§ **Textauszug**
⁂

Hüftarthrose (Coxarthrose) – Ursachen

Pathogenese (Krankheitsentstehung)

Der altersbedingte Verschleiß ist nicht die Ursache einer Arthrose, sondern am Anfang der Gelenkzerstörung steht meist eine akute Schädigung des Gelenkknorpels durch ein Trauma oder eine Infektion (selten). Als pathogenetischer Mechanismus wird eine insuffiziente Matrixsynthese und/oder ein vermehrter Zelltod der Chondrozyten (Knorpelzellen) diskutiert.

Bei der Arthrose kann man folgende Pathomechanismen beobachten:

  • Arthrose durch übermäßige Belastung des Gelenks (repetitives Mikrotrauma)
  • Arthrose durch minderwertigen Knochen bzw. Knorpel

Die Ursachen der primären Coxarthrose sind unbekannt. Man geht davon aus, dass der Gelenkknorpel anlagebedingt minderwertig ist. Primäre Coxarthrosen sind häufig mit Arthrosen an anderen Gelenken wie auch der Lendenwirbelsäule vergesellschaftet.

⁂

§ **Vorliegendes Material**
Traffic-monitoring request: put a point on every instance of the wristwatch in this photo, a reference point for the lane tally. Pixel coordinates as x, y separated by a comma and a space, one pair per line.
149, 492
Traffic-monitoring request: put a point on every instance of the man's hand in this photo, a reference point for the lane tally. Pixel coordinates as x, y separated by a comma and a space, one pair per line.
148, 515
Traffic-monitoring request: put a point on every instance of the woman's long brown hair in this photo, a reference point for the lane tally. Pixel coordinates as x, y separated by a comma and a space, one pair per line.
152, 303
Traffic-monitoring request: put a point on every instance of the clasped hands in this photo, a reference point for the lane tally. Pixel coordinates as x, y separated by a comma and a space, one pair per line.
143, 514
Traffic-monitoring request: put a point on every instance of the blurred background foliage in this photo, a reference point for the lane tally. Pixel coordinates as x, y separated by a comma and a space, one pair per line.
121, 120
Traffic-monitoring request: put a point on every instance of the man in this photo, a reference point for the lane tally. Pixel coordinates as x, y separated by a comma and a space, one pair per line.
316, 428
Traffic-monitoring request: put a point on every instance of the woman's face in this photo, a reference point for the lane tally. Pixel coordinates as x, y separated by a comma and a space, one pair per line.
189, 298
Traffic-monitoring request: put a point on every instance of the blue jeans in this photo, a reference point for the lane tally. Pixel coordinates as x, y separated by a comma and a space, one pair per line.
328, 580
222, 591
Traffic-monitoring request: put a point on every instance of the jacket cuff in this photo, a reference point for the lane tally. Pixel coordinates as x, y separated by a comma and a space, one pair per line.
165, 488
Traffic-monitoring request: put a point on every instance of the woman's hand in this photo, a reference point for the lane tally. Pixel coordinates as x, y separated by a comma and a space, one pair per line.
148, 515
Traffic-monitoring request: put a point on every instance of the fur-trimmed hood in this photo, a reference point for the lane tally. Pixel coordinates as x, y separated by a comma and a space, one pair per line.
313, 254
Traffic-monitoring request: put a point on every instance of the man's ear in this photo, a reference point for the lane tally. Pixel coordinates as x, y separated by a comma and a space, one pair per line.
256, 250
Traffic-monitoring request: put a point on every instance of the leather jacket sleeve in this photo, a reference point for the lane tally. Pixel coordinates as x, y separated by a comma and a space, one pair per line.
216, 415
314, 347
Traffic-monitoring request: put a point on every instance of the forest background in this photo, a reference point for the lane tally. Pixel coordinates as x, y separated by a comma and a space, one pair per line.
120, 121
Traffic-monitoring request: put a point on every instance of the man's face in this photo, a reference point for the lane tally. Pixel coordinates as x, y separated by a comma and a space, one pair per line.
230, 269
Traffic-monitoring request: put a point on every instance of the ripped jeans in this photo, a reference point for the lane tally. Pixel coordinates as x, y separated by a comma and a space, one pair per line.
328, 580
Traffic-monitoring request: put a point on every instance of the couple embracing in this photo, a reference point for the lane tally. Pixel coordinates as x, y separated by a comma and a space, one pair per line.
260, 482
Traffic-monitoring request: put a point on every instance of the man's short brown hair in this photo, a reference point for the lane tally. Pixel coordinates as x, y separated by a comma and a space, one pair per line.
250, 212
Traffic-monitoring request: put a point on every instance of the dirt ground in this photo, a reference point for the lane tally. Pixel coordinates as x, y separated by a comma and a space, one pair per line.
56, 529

⁂

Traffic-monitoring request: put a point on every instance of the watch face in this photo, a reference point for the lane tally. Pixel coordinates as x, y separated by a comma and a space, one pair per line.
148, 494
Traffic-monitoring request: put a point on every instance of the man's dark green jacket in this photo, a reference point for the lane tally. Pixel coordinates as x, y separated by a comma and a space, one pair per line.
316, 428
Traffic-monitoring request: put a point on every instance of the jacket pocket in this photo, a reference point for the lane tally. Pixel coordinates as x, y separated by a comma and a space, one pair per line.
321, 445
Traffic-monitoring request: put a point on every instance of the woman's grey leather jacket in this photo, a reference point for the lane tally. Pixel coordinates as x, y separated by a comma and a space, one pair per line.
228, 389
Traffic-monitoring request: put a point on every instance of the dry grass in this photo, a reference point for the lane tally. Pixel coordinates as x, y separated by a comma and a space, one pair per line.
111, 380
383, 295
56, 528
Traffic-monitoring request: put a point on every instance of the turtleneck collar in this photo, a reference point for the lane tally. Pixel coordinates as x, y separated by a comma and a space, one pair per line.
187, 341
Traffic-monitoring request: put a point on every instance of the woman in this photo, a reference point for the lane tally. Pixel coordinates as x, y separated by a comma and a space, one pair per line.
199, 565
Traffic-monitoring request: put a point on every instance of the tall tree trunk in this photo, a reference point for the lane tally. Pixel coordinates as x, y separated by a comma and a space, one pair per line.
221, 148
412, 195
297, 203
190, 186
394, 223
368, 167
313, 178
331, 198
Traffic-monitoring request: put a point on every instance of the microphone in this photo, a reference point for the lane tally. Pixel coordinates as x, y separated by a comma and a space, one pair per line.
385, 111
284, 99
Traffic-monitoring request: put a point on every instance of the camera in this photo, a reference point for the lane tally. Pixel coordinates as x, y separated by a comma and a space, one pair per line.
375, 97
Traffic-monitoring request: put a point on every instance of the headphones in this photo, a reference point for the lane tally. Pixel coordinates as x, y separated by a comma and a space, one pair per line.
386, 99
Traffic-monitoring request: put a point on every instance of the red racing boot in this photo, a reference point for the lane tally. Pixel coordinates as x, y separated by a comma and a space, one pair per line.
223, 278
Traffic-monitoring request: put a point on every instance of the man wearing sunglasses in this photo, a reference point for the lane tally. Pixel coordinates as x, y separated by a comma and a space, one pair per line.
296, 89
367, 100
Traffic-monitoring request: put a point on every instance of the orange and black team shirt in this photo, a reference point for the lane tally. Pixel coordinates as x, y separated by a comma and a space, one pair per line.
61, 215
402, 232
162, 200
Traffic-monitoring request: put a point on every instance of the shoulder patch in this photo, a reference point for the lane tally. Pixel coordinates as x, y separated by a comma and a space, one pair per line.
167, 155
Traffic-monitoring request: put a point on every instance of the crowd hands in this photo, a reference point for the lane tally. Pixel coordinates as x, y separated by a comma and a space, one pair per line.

⁂

§ **Übungsaufgaben**
**a)** Bearbeiten Sie den Textauszug zur Hüftarthrose von „Pathogenese (Krankheitsentstehung)“ bis „der Lendenwirbelsäule vergesellschaftet.“, und geben Sie diesen Abschnitt mit „Halswirbelsäule“ anstelle von „Lendenwirbelsäule“ wieder.
**b)** Setzen Sie den Textauszug über die Ursachen der Hüftarthrose dort fort, wo er endet.
Die Datensätze sind eigenständiges Material und gehören nicht zum Textauszug.

§ **Lösungen je Aufgabe**
**a)**
Pathogenese (Krankheitsentstehung)

Der altersbedingte Verschleiß ist nicht die Ursache einer Arthrose, sondern am Anfang der Gelenkzerstörung steht meist eine akute Schädigung des Gelenkknorpels durch ein Trauma oder eine Infektion (selten). Als pathogenetischer Mechanismus wird eine insuffiziente Matrixsynthese und/oder ein vermehrter Zelltod der Chondrozyten (Knorpelzellen) diskutiert.

Bei der Arthrose kann man folgende Pathomechanismen beobachten:

  • Arthrose durch übermäßige Belastung des Gelenks (repetitives Mikrotrauma)
  • Arthrose durch minderwertigen Knochen bzw. Knorpel

Die Ursachen der primären Coxarthrose sind unbekannt. Man geht davon aus, dass der Gelenkknorpel anlagebedingt minderwertig ist. Primäre Coxarthrosen sind häufig mit Arthrosen an anderen Gelenken wie auch der Halswirbelsäule vergesellschaftet.

**b)**
Eine sekundäre Coxarthrose bildet sich deutlich früher aus als die primäre Form. Die Ursachen sind vielfältig (siehe unten).

Das Auftreten einer bilateralen (beidseitigen) Coxarthrose wird begünstigt durch:

  • zunehmendes Alter
  • Diabetes mellitus
  • Gelenktrauma/Gelenkverletzung auf der Gegenseite
  • Gelenkvorerkrankung auf der Gegenseite

Risikofaktoren für eine unilaterale (einseitige) Coxarthrose sind:

  • Gelenktrauma/Gelenkverletzung
  • Gelenkvorerkrankung

Arthrose und Inflammation (Entzündung)

Eine niedriggradige Inflammation scheint bei der Arthrose (engl. Osteoarthritis) eine größere Rolle zu spielen, als radiologische Veränderungen im Sinne einer Arthrose (Zeichen einer Degeneration). Dieses zeigte sich bei der Bestimmung von hs-CRP-Serumspiegel (high sensitivity CRP; Entzündungsparameter), die leicht aber statistisch signifikant erhöht waren im Vergleich zur Kontrollgruppe [3].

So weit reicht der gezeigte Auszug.